Object detection data:
......

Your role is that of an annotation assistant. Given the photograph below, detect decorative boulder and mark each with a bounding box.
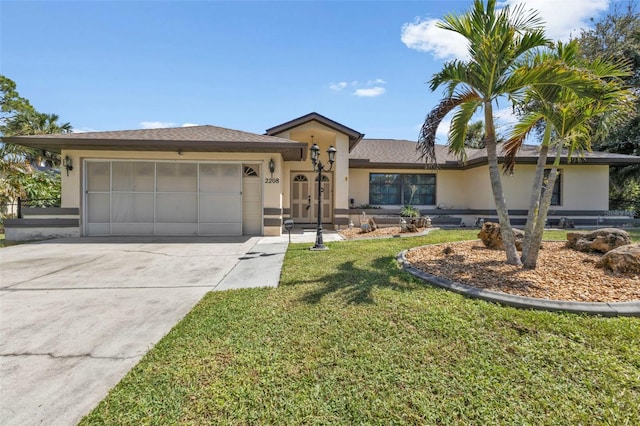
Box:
[478,222,524,250]
[567,228,631,253]
[596,243,640,273]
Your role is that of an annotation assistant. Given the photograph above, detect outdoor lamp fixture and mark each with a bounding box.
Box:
[62,155,73,176]
[269,158,276,177]
[311,136,337,250]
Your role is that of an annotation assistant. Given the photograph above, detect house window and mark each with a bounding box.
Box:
[541,169,562,206]
[369,173,436,205]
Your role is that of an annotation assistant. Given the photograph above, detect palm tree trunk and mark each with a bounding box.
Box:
[484,99,522,266]
[523,148,561,269]
[520,125,551,263]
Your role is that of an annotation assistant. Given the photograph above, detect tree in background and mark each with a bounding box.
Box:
[464,120,485,149]
[504,40,633,269]
[417,0,596,265]
[578,1,640,215]
[0,75,71,215]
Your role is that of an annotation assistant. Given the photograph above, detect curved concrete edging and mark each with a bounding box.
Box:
[396,247,640,317]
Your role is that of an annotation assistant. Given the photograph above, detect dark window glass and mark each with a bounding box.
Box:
[369,173,436,205]
[542,169,562,206]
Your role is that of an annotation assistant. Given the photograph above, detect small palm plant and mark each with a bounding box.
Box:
[400,204,420,217]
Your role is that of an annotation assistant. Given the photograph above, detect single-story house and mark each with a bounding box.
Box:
[3,113,640,240]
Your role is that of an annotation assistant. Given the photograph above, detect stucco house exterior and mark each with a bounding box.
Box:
[3,113,640,238]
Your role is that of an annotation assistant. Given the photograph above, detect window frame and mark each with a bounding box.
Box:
[369,172,437,206]
[540,169,563,206]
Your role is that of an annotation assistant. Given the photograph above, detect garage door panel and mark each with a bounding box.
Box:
[112,161,155,192]
[85,160,245,235]
[200,194,242,222]
[87,193,111,223]
[111,192,154,223]
[156,193,198,223]
[200,222,242,235]
[156,163,198,192]
[87,161,111,192]
[111,222,155,235]
[156,223,198,235]
[87,223,111,235]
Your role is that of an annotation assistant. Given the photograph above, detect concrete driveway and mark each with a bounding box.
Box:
[0,237,286,426]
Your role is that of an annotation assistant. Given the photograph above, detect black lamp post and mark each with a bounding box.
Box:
[311,143,337,250]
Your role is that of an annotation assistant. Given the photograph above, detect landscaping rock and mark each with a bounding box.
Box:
[567,228,631,253]
[596,243,640,273]
[478,222,524,251]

......

What is being asked: Convert all of the records above into a JSON list of strings with one string per line, omitting blank lines and the picture.

Written solution:
[
  "Your role is that of an annotation assistant. Given the photograph below, detect decorative boulder and mark each with a bounding box.",
  "Box:",
  "[478,222,524,250]",
  "[567,228,631,253]",
  "[596,243,640,273]",
  "Your role is that of an annotation assistant. Given the photograph above, detect outdoor lamp fixture and mark each with a bounding box.",
  "Box:",
  "[62,155,73,176]",
  "[269,158,276,177]",
  "[311,136,337,250]",
  "Your role is that of an annotation assistant. Given the photograph above, detect house window and mark each with a bounding box.",
  "Box:",
  "[541,169,562,206]",
  "[369,173,436,205]",
  "Your role is that of an annotation assistant. Given the photograph above, detect palm tree trunk and mark each with a bounding box.",
  "Box:",
  "[484,99,522,266]",
  "[523,148,561,269]",
  "[520,125,551,263]",
  "Your role is that of an annotation assistant. Given the photograph above, detect tree in background and mark each with a bounding box.",
  "Box:",
  "[464,120,485,149]",
  "[504,40,633,269]",
  "[417,0,596,265]",
  "[578,1,640,215]",
  "[0,75,71,215]",
  "Your role is that of an annotation assistant. Given the photograph above, detect curved concrete edging and mark each with a bounding box.",
  "Box:",
  "[396,247,640,317]",
  "Your role is that of an annotation assistant. Given the photograph above, detect dark window glass and mark each with a bounding box.",
  "Box:",
  "[369,173,436,205]",
  "[542,169,562,206]",
  "Your role is that of an annotation assistant. Given the photograph above, detect small palm plant and mark each with a bounding box.",
  "Box:",
  "[400,204,420,217]",
  "Your role is that of an annotation assistant. Given the photograph above, detect single-story house and mark each with a bounding box.",
  "Box:",
  "[3,113,640,240]",
  "Your role is that of an annotation assistant. Given the photograph above, detect stucco house exterior and mark each with a bounding box.",
  "Box:",
  "[3,113,640,238]",
  "Your role is that of an annotation assistant. Given the photograph above, detect window frame and mark each with a bounding box.",
  "Box:",
  "[369,172,437,206]",
  "[540,169,563,206]",
  "Your role is that of an annotation assistant. Given the photograph above, detect garage door panel and mark each with a bounding box.",
  "Box:",
  "[112,161,155,192]",
  "[85,160,245,235]",
  "[200,194,242,222]",
  "[87,193,111,223]",
  "[111,192,154,223]",
  "[156,193,198,223]",
  "[200,222,242,235]",
  "[156,163,198,192]",
  "[87,161,111,192]",
  "[111,222,155,235]",
  "[156,223,198,235]",
  "[87,223,111,235]",
  "Your role is that of an annotation assistant. Given the photograph above, detect concrete driveway and mark each with a bounding box.",
  "Box:",
  "[0,237,286,426]",
  "Your role is that of an annotation assistant. Given the photograph above, detect black lamp post and mark each with a bounding box.",
  "Box:",
  "[311,143,337,250]",
  "Your role is that of an annotation assistant. Given the photograph above, detect landscaping rock and mark each with a bounding box.",
  "Box:",
  "[567,228,631,253]",
  "[596,243,640,273]",
  "[478,222,524,251]"
]